## Problem requirements
Reproduce verbatim only the lines from the one containing "blonde boy, place" through the last line below, both included.

## Data shown
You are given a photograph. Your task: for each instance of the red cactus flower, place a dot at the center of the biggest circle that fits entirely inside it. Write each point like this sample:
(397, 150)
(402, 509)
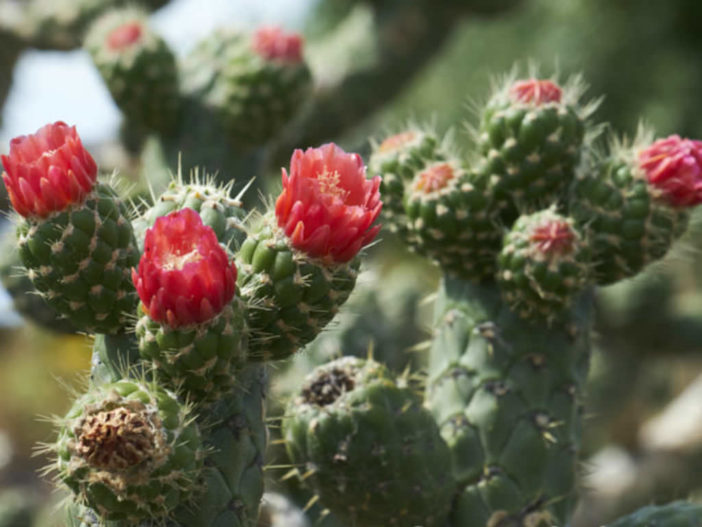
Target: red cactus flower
(534, 91)
(674, 166)
(184, 276)
(125, 36)
(48, 171)
(272, 43)
(554, 236)
(327, 205)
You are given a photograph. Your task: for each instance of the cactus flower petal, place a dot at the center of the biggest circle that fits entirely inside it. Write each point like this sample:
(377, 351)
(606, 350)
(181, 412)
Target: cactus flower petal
(327, 205)
(48, 171)
(674, 166)
(184, 276)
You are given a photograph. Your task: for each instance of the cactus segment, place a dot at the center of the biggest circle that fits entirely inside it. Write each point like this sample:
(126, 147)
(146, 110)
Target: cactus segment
(506, 396)
(26, 300)
(252, 94)
(543, 266)
(217, 209)
(80, 259)
(676, 514)
(450, 219)
(138, 68)
(200, 360)
(530, 136)
(372, 452)
(130, 451)
(627, 223)
(290, 296)
(397, 160)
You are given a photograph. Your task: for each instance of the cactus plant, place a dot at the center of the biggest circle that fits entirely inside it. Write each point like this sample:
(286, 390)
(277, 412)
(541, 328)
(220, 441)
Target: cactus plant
(171, 429)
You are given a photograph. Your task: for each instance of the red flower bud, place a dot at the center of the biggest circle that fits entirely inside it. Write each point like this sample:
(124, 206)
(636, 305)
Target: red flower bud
(327, 205)
(184, 275)
(48, 171)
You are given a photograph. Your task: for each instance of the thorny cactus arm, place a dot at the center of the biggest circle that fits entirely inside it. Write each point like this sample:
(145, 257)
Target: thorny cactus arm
(510, 353)
(171, 429)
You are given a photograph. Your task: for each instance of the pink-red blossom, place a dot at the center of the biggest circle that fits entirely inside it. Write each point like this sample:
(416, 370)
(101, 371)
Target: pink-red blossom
(674, 166)
(272, 43)
(534, 91)
(327, 206)
(48, 171)
(184, 275)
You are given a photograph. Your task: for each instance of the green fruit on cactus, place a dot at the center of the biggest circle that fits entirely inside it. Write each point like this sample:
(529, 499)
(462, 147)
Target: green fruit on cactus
(75, 237)
(138, 67)
(543, 266)
(25, 298)
(190, 329)
(677, 514)
(130, 451)
(530, 135)
(253, 84)
(397, 160)
(222, 213)
(300, 266)
(451, 219)
(632, 203)
(506, 394)
(368, 447)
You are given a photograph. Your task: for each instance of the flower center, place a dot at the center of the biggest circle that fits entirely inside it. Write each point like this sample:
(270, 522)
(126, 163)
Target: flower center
(434, 178)
(329, 184)
(178, 259)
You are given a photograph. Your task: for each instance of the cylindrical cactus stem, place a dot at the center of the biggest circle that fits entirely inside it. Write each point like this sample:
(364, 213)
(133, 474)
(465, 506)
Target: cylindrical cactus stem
(544, 264)
(368, 448)
(138, 68)
(252, 84)
(632, 203)
(530, 136)
(130, 451)
(234, 437)
(75, 237)
(676, 514)
(300, 265)
(397, 160)
(25, 298)
(191, 328)
(506, 393)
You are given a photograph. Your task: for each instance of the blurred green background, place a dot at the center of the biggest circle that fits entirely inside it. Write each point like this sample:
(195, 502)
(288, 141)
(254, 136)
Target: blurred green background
(644, 423)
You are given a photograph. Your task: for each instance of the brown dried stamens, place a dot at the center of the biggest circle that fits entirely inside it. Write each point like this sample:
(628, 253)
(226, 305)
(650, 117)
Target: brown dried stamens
(328, 386)
(116, 439)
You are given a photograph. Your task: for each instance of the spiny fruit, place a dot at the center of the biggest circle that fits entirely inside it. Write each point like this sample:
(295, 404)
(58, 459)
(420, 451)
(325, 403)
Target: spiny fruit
(252, 83)
(301, 265)
(138, 68)
(130, 451)
(397, 159)
(633, 203)
(530, 135)
(74, 238)
(368, 447)
(217, 209)
(451, 219)
(543, 265)
(191, 329)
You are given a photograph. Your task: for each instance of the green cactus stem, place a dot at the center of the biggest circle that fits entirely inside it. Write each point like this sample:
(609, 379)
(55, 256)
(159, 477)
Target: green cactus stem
(368, 447)
(506, 394)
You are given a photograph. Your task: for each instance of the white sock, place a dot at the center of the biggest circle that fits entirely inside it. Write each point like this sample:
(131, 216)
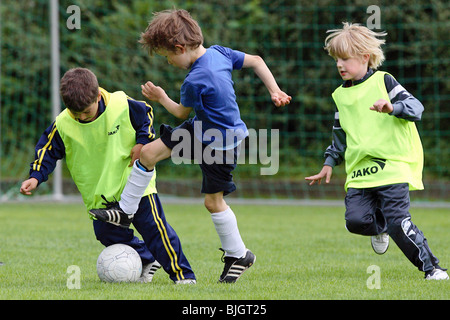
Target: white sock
(226, 226)
(138, 181)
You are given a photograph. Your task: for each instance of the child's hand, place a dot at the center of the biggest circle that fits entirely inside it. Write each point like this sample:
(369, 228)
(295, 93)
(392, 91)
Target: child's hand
(324, 173)
(383, 106)
(280, 98)
(28, 186)
(152, 92)
(135, 153)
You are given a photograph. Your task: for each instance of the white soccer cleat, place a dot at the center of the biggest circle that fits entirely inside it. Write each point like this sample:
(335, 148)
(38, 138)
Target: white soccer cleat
(380, 243)
(148, 271)
(186, 281)
(436, 274)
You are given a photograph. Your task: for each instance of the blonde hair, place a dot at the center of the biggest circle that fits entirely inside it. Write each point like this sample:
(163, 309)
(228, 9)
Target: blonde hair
(355, 40)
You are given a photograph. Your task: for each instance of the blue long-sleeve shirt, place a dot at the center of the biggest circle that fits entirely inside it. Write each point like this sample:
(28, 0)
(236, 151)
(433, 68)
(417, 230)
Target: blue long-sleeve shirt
(51, 146)
(404, 104)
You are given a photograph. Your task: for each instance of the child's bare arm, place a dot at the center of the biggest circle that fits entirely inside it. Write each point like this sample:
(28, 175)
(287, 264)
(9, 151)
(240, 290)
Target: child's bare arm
(278, 97)
(156, 93)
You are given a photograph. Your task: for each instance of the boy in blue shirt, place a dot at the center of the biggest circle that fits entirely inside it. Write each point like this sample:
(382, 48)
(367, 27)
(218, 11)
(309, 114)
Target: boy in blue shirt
(217, 125)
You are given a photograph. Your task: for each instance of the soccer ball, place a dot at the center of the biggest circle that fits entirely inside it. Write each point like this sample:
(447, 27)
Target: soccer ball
(119, 263)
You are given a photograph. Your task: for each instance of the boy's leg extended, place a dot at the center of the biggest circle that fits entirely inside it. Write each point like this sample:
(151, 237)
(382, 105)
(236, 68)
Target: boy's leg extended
(226, 225)
(395, 204)
(363, 215)
(109, 234)
(141, 174)
(161, 239)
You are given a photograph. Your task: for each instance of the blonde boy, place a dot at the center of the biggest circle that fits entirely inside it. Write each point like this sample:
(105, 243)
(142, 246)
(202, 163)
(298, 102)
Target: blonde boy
(374, 132)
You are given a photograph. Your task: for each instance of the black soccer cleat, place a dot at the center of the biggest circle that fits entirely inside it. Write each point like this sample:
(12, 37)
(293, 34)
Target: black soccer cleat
(235, 267)
(112, 214)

## Solution to the problem
You are given a photograph. Your task: for each instance of the blonde boy, place a dot at the center of the biggest circle that fits entirely inside it. Write each point like this sample:
(105, 243)
(142, 246)
(202, 163)
(298, 102)
Target: blonde boy
(374, 132)
You are given a photograph. Your task: for each instance of the black soccer cleat, place a dot at the center of the biggest circle that fits entirely inside it. Write each point like this sample:
(12, 37)
(293, 34)
Target: black soccer cleat
(235, 267)
(112, 214)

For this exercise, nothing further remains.